_TASK BRIEF_:
Your answer should be the lines below from the one with "Where can you spot the sneaker?" to the one with "Where can you spot the paper", both included, given again exactly and with nothing added.

*** MATERIAL PROVIDED ***

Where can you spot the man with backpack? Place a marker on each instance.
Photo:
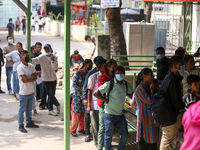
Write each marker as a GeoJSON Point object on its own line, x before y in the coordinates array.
{"type": "Point", "coordinates": [92, 100]}
{"type": "Point", "coordinates": [116, 90]}
{"type": "Point", "coordinates": [167, 104]}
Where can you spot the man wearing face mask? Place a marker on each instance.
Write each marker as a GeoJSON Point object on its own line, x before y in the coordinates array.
{"type": "Point", "coordinates": [49, 64]}
{"type": "Point", "coordinates": [162, 64]}
{"type": "Point", "coordinates": [84, 97]}
{"type": "Point", "coordinates": [9, 64]}
{"type": "Point", "coordinates": [76, 58]}
{"type": "Point", "coordinates": [92, 101]}
{"type": "Point", "coordinates": [27, 75]}
{"type": "Point", "coordinates": [11, 27]}
{"type": "Point", "coordinates": [173, 93]}
{"type": "Point", "coordinates": [113, 111]}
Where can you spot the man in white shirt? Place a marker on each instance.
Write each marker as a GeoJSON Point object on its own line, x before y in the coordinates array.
{"type": "Point", "coordinates": [49, 64]}
{"type": "Point", "coordinates": [7, 49]}
{"type": "Point", "coordinates": [92, 100]}
{"type": "Point", "coordinates": [14, 57]}
{"type": "Point", "coordinates": [27, 75]}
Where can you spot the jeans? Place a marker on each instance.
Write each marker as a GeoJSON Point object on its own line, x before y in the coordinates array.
{"type": "Point", "coordinates": [24, 29]}
{"type": "Point", "coordinates": [39, 91]}
{"type": "Point", "coordinates": [50, 88]}
{"type": "Point", "coordinates": [95, 125]}
{"type": "Point", "coordinates": [101, 128]}
{"type": "Point", "coordinates": [120, 123]}
{"type": "Point", "coordinates": [142, 145]}
{"type": "Point", "coordinates": [8, 77]}
{"type": "Point", "coordinates": [43, 102]}
{"type": "Point", "coordinates": [15, 83]}
{"type": "Point", "coordinates": [25, 105]}
{"type": "Point", "coordinates": [33, 105]}
{"type": "Point", "coordinates": [87, 121]}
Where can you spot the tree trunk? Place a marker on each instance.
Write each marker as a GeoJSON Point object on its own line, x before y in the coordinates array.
{"type": "Point", "coordinates": [116, 33]}
{"type": "Point", "coordinates": [149, 11]}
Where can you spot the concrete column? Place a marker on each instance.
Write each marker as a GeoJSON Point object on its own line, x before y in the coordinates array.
{"type": "Point", "coordinates": [195, 25]}
{"type": "Point", "coordinates": [103, 46]}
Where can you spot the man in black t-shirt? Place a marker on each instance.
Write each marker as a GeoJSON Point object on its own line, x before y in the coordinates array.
{"type": "Point", "coordinates": [162, 64]}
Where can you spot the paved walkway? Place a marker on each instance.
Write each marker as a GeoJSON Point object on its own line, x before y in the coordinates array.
{"type": "Point", "coordinates": [50, 134]}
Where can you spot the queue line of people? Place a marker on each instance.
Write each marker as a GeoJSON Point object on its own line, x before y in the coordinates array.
{"type": "Point", "coordinates": [178, 79]}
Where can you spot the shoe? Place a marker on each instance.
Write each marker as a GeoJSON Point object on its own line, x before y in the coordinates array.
{"type": "Point", "coordinates": [58, 109]}
{"type": "Point", "coordinates": [31, 125]}
{"type": "Point", "coordinates": [10, 92]}
{"type": "Point", "coordinates": [74, 134]}
{"type": "Point", "coordinates": [52, 113]}
{"type": "Point", "coordinates": [2, 92]}
{"type": "Point", "coordinates": [22, 129]}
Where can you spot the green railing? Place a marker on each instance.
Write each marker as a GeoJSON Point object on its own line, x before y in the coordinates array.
{"type": "Point", "coordinates": [137, 61]}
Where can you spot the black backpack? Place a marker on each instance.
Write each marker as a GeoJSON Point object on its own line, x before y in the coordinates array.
{"type": "Point", "coordinates": [161, 109]}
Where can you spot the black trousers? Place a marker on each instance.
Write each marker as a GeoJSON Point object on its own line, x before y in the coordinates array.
{"type": "Point", "coordinates": [87, 122]}
{"type": "Point", "coordinates": [142, 145]}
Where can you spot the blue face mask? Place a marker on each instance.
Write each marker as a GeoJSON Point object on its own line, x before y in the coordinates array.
{"type": "Point", "coordinates": [160, 56]}
{"type": "Point", "coordinates": [10, 41]}
{"type": "Point", "coordinates": [119, 77]}
{"type": "Point", "coordinates": [49, 53]}
{"type": "Point", "coordinates": [182, 69]}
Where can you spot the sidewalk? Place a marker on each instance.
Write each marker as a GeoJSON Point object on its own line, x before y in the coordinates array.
{"type": "Point", "coordinates": [50, 134]}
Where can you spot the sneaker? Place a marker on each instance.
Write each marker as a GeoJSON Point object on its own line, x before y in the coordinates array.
{"type": "Point", "coordinates": [22, 129]}
{"type": "Point", "coordinates": [10, 92]}
{"type": "Point", "coordinates": [52, 113]}
{"type": "Point", "coordinates": [31, 125]}
{"type": "Point", "coordinates": [2, 92]}
{"type": "Point", "coordinates": [58, 109]}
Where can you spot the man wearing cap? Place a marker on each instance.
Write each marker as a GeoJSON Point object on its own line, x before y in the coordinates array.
{"type": "Point", "coordinates": [49, 64]}
{"type": "Point", "coordinates": [76, 58]}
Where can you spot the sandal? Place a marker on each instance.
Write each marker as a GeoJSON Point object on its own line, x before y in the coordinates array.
{"type": "Point", "coordinates": [74, 134]}
{"type": "Point", "coordinates": [83, 132]}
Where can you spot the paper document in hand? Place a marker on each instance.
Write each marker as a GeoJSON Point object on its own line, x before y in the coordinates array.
{"type": "Point", "coordinates": [110, 3]}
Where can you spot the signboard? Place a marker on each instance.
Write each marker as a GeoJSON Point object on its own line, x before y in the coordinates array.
{"type": "Point", "coordinates": [110, 3]}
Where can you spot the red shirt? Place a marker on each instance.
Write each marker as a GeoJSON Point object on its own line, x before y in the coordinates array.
{"type": "Point", "coordinates": [102, 79]}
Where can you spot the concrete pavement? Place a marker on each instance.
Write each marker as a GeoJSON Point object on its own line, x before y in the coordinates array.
{"type": "Point", "coordinates": [50, 134]}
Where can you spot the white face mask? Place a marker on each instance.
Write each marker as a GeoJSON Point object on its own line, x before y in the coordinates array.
{"type": "Point", "coordinates": [119, 77]}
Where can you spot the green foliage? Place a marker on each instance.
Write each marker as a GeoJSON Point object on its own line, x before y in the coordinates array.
{"type": "Point", "coordinates": [95, 20]}
{"type": "Point", "coordinates": [52, 16]}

*** End of MATERIAL PROVIDED ***

_TASK RESPONSE_:
Where can you spot the sneaker? Place a marker on each instance.
Write each marker as a GeoJSON Point object on its own line, x before y in the coordinates array.
{"type": "Point", "coordinates": [22, 129]}
{"type": "Point", "coordinates": [10, 92]}
{"type": "Point", "coordinates": [52, 113]}
{"type": "Point", "coordinates": [31, 125]}
{"type": "Point", "coordinates": [2, 92]}
{"type": "Point", "coordinates": [58, 109]}
Where can you spot the man wearing cap? Place a marker on each instance.
Write each marker as a GeoJSON Point object on its own line, x before y in the coordinates array.
{"type": "Point", "coordinates": [49, 64]}
{"type": "Point", "coordinates": [76, 58]}
Where can you spot the sandal? Place a marker on each instance.
Write each marker as a GeoJSON Point object on its own line, x before y in the coordinates array.
{"type": "Point", "coordinates": [74, 134]}
{"type": "Point", "coordinates": [83, 132]}
Where can you spot the paper document in hand? Place a marker on each instance.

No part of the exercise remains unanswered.